Le geste patrimonial reste cependant conventionnel. Sa politique n’est pas en rupture avec la pratique en usage dans les sites de conservation qui met le passé à distance, nomme et classifie les objets selon des « stratégies encyclopédiques » redevables de la généalogie des musées de la modernité occidentale (Findlen, 2004 [1989]). Encadré par les figurations d’autres périodes séparées, l’esclavage n’est que l’un de ces espaces temporels sans retentissement ou prolongement ultérieurs.
Dans ces musées qui couvrent donc, à la différence de l’exposition muséale de Bristol, plusieurs périodes, on retrouve le paradoxe de l’aveuglement décrit par Preziosi (2004 [1996] où ce qui est rendu visible rend autre chose invisible. Cette invisibilité est rendue probante par des lapsus, des écarts de langage involontaires, ou encore des actes manqués qui font que l’objectif de l’énonciation – l’esclavage – n’est pas atteint. D’une manière ou d’une autre, le musée laisse l’objet dont il voudrait parler être submergé par « autre chose ». Ces plongeons dans des diversions qui peuvent aussi être des falsifications décentrent le regard sur l’esclavage, oblitèrent ses dimensions constitutives et créent, au final, une visibilité en trompe-l’il.
Dans ces musées, on peine à dire l’esclavage et sa violence, comme s’il fallait s’en débarrasser au plus vite. L’anthropologue Richard Price (2001, p. 59-60) a noté cet évitement en affirmant que l’on pouvait parler de l’esclavage sans en parler vraiment « comme si l’exposition avait en charge de commémorer un crime contre l’humanité qui bien sûr s’est produit, mais s’est produit ailleurs ».
On sait depuis l’étude de Benedict Anderson (1983) que les Musées occupent une place de choix dans la construction nationale en dressant les généalogies du Même et de l’Autre. La scénographie muséale s’enracine dans la tradition occidentale, les pratiques de conservation servant comme le dit Marc Guillaume (1990, p. 18) de « réservoir pour alimenter les fictions d’histoire que l’on construit à propos du passé ».

__Lignes de données__
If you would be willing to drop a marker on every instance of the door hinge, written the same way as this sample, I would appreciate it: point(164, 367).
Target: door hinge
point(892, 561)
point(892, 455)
...
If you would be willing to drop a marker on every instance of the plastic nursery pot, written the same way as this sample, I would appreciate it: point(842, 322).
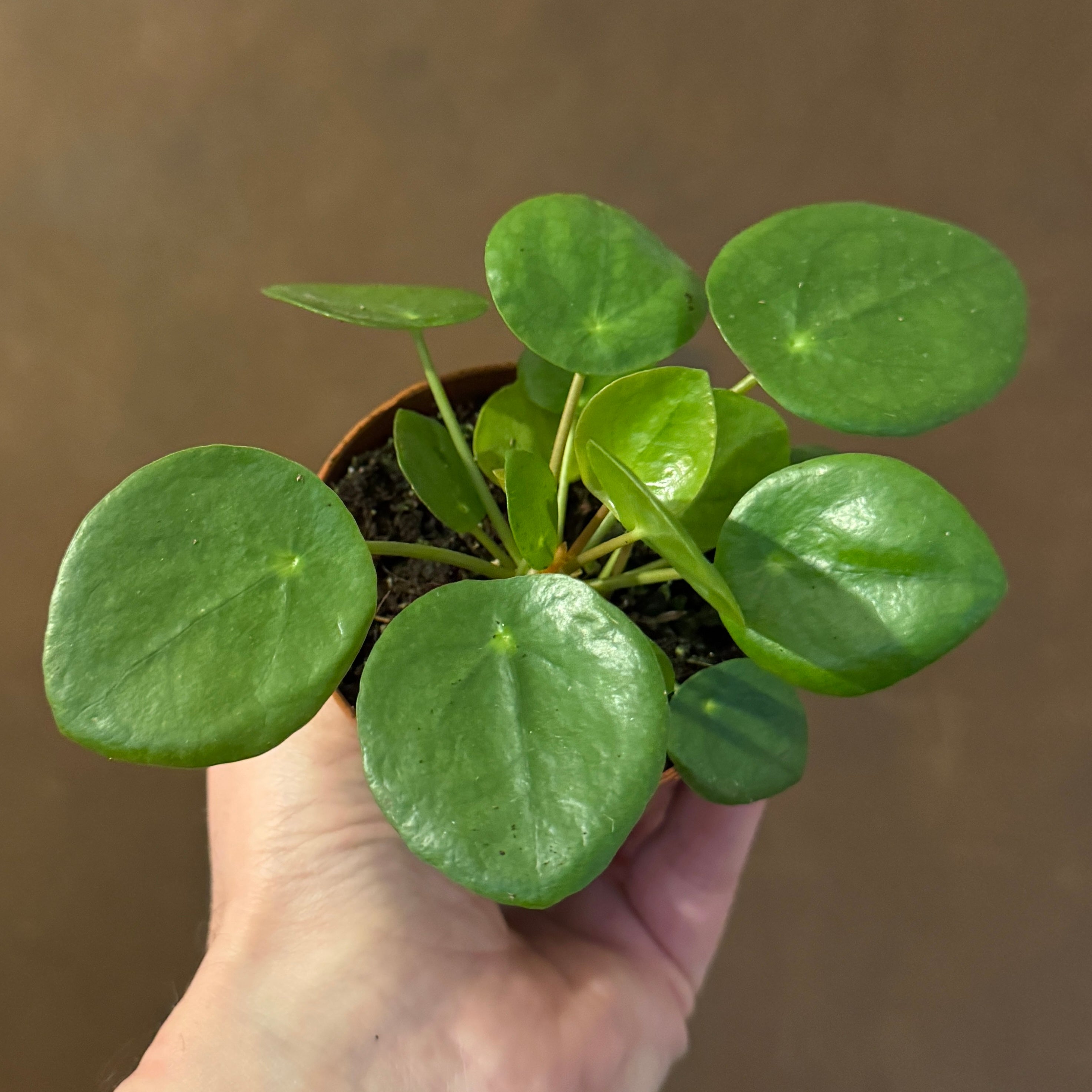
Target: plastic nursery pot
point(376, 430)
---
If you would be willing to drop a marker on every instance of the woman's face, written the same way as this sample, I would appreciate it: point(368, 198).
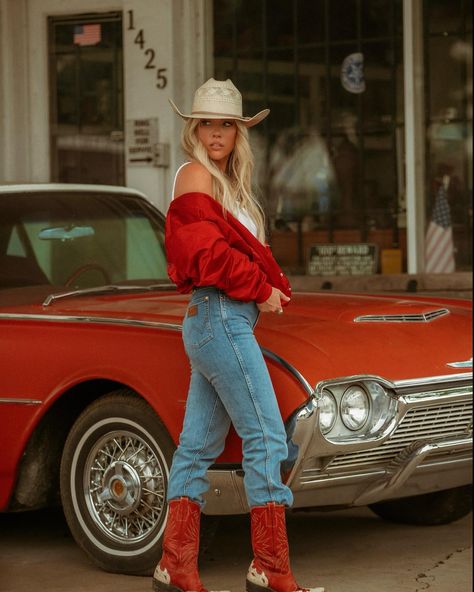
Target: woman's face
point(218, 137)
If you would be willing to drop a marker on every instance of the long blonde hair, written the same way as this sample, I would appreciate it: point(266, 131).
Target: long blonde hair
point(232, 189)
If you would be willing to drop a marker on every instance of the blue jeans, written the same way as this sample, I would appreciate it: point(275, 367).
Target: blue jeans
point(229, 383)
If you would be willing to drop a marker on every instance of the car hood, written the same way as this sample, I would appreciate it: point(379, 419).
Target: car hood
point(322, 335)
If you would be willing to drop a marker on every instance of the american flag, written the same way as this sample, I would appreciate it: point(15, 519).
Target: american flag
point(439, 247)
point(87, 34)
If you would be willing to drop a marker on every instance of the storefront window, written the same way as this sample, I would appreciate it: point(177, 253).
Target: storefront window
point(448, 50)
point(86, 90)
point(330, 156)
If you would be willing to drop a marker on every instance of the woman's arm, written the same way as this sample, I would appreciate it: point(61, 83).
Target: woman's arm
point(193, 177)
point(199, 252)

__Consigne__
Dans l'extrait sur l'esclavage dans les musées, quel anthropologue a relevé que l'on pouvait parler de l'esclavage sans en parler vraiment ?

__Réponse attendue__
L'anthropologue Richard Price.